**Extracted text**

·····

Across sectors and cultures, our leaders are struggling. In fact, the world may be facing a crisis of leadership, if 86% of the people polled by the World Economic Forum’s 2015 Global Leadership Index are anything to go by.

So why are people so off their game? Our explanations are starting to look well-worn: changes in technology, challenges of interdependence, daily doses of disruption. But there’s something deeper going on. The balance of power is shifting and very few leaders have figured out what it means and what to do about it. We see it expressed as a growing tension between two distinct forces: old and new power.

Old power works like a currency. It is held by few; it is closed, inaccessible and leader-driven. It downloads and it captures. Once gained, it is jealously guarded, and the powerful have a substantial store of it to spend. New power operates differently, like a current. It is made by many; it is open, participatory and peer-driven. It uploads and it shares. Like water or electricity, it’s most forceful when it surges. The goal with new power is not to hoard it but to channel it.

·····

**Information given**

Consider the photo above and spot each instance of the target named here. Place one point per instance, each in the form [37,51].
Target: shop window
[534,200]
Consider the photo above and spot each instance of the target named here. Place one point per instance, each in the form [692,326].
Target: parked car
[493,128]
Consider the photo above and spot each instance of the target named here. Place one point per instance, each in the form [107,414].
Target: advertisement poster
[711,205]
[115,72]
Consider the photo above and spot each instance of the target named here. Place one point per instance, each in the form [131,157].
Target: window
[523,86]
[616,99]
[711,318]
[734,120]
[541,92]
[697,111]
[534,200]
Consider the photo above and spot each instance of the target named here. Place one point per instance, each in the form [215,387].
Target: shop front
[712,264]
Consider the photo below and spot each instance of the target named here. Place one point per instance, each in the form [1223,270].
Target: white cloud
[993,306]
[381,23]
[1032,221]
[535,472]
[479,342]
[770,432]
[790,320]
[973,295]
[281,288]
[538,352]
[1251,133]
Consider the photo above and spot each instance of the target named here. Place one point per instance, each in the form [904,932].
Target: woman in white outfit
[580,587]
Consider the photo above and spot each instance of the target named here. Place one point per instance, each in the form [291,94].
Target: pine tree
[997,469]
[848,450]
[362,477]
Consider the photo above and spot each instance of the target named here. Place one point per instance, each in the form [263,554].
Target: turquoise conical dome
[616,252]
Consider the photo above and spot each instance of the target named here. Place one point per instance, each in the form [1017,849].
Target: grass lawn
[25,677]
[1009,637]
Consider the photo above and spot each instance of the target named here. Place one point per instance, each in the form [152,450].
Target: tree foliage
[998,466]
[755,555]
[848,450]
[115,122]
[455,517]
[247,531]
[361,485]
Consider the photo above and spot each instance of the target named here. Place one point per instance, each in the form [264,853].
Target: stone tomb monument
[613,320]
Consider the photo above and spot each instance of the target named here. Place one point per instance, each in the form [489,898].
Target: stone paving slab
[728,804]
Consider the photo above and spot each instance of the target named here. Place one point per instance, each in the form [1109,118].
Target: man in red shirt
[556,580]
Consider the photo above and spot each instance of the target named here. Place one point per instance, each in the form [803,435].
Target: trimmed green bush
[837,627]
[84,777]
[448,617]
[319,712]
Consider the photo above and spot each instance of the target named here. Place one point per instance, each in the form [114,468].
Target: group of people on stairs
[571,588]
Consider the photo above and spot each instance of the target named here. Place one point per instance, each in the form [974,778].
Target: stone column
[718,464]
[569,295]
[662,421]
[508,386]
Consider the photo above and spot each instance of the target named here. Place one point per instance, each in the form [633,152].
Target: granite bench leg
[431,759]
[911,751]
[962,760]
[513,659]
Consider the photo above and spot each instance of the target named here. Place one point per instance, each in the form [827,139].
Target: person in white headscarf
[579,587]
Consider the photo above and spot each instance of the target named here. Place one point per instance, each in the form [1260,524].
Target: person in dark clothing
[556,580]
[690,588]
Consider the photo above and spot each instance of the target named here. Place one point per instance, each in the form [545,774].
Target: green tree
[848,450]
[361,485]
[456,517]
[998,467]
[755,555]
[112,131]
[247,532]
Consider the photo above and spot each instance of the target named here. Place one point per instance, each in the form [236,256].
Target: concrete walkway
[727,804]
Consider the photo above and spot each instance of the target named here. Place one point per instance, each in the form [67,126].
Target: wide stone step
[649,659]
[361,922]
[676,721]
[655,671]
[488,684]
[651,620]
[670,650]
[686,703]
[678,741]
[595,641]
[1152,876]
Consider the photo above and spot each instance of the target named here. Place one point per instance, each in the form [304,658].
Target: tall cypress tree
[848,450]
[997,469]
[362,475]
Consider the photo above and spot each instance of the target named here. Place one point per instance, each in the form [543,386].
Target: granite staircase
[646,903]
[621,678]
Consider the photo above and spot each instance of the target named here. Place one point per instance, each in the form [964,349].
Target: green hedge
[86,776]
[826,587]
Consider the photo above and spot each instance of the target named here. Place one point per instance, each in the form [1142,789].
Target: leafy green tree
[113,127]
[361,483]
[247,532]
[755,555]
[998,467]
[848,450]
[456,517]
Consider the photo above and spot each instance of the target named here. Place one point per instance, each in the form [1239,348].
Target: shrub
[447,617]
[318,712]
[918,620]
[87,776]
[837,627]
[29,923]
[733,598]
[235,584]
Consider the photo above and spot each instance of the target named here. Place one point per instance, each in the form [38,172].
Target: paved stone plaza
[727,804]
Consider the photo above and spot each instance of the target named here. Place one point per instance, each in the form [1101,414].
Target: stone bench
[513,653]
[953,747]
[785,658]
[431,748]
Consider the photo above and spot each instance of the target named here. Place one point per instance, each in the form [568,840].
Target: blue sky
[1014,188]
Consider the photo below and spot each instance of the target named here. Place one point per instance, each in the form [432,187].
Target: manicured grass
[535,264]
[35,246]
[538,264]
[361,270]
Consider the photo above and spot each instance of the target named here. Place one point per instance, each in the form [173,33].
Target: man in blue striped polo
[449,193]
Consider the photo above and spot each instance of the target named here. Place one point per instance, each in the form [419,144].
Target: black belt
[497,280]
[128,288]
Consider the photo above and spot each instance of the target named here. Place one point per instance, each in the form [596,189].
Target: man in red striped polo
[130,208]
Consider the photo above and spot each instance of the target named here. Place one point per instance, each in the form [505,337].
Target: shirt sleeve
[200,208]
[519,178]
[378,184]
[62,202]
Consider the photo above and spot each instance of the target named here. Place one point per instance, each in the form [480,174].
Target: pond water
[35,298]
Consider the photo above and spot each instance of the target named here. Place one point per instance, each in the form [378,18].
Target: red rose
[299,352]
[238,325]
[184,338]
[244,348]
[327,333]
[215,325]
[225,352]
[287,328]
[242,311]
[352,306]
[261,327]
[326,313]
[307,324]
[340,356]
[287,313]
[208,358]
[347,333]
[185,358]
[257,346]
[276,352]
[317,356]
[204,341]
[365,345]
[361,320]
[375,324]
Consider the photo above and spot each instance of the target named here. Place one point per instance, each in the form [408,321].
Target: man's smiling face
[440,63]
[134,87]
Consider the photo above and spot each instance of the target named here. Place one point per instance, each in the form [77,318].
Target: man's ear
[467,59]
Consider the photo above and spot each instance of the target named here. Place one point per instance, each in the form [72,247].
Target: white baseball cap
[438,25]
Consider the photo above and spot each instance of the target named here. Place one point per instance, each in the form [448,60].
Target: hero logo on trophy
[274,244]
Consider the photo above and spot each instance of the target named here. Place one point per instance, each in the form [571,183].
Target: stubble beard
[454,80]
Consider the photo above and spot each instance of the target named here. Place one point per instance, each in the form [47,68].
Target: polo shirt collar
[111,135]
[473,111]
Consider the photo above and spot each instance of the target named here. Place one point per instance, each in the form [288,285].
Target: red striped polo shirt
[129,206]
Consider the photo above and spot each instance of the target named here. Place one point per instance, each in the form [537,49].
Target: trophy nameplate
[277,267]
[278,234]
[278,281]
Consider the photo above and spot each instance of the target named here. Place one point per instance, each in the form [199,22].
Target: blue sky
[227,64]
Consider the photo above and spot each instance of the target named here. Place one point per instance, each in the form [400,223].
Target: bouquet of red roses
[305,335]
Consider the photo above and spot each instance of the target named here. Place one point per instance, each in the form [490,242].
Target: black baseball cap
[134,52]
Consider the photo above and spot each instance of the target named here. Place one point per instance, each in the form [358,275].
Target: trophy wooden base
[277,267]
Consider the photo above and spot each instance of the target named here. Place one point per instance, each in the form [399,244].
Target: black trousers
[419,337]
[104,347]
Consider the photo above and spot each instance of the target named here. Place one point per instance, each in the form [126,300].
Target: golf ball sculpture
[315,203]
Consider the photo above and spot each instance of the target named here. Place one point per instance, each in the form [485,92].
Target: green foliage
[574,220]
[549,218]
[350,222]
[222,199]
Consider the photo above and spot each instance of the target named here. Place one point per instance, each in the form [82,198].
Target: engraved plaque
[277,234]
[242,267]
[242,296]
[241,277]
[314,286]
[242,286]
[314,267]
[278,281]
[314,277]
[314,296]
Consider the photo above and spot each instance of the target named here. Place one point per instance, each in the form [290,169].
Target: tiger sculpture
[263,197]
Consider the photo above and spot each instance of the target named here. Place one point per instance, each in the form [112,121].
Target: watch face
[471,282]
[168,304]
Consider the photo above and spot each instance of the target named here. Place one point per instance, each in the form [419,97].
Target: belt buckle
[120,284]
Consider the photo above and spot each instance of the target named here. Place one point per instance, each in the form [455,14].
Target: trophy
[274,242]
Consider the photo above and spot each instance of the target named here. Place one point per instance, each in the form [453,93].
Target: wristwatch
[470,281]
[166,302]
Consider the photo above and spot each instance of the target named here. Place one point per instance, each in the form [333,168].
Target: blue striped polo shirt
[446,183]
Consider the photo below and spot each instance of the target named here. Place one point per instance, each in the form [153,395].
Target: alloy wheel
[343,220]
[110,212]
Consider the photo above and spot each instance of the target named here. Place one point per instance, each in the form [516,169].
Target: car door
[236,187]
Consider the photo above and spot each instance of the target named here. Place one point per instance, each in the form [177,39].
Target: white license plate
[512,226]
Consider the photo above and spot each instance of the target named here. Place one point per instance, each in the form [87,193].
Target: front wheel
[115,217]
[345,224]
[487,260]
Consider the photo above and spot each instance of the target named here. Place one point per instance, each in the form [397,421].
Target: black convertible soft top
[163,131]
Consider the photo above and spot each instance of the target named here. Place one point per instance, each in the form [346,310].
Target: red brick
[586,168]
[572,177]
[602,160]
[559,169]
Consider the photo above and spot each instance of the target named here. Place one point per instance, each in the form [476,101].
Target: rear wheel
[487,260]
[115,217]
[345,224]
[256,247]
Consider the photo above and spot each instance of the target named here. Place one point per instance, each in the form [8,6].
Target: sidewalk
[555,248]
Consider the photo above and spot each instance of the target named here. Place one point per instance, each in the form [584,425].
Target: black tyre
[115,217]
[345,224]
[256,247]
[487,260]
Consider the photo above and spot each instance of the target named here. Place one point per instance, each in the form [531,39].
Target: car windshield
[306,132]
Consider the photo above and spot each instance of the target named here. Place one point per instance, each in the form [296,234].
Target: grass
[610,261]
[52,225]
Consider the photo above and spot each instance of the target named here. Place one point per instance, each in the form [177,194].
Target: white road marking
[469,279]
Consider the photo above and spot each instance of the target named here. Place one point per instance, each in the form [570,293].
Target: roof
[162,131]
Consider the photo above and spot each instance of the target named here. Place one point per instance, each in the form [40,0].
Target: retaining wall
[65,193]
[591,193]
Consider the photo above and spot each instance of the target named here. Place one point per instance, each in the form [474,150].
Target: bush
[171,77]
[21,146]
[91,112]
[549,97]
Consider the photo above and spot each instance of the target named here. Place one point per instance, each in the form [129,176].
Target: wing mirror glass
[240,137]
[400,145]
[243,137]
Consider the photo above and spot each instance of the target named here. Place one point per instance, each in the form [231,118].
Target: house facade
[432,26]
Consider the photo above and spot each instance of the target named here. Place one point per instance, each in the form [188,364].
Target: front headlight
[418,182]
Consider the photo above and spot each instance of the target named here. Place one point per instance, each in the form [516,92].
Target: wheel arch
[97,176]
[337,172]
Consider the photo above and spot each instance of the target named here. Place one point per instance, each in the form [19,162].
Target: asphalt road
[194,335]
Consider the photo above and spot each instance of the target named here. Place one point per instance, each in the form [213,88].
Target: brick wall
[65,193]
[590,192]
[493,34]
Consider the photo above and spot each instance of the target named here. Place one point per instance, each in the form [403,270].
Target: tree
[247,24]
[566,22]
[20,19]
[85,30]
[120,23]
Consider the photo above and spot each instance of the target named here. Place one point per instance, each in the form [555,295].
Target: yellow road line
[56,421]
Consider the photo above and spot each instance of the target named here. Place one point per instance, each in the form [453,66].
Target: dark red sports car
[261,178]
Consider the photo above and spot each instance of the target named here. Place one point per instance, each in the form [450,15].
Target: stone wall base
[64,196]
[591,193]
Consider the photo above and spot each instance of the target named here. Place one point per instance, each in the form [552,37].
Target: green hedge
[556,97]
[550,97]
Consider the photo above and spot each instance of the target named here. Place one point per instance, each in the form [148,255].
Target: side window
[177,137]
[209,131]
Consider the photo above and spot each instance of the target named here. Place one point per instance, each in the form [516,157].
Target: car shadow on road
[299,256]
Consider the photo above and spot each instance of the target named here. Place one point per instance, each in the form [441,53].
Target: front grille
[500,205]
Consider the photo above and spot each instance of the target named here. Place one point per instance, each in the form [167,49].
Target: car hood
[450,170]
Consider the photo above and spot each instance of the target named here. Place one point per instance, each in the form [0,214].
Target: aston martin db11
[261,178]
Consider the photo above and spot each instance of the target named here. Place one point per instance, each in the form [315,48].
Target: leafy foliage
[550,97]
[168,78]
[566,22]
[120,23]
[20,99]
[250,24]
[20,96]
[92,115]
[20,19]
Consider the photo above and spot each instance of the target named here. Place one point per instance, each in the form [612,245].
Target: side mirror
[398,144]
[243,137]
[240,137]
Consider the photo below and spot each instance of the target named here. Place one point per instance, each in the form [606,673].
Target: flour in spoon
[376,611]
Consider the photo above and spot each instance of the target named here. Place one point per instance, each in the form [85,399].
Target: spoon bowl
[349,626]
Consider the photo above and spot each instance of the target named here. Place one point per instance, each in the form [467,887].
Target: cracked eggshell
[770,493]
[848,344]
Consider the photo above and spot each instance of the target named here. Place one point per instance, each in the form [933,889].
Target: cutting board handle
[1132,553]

·····

**Work instructions**
(1) In the text on old and new power, what deeper reason is given for leaders being off their game? Answer in one to three sentences.
(2) Rewrite the paragraph of the text on old and new power that begins "Old power works like a currency" as a brief list contrasting the two forces.

**Task results**
(1) The balance of power is shifting, and very few leaders have figured out what that means or what to do about it. The text describes this as a growing tension between old and new power.

(2)
- Old power works like a currency. It is held by few and is closed, inaccessible and leader-driven. It downloads and captures, and once gained it is jealously guarded and stored up to spend.
- New power works like a current. It is made by many and is open, participatory and peer-driven. It uploads and shares, and like water or electricity it is most forceful when it surges. The goal is to channel it, not hoard it.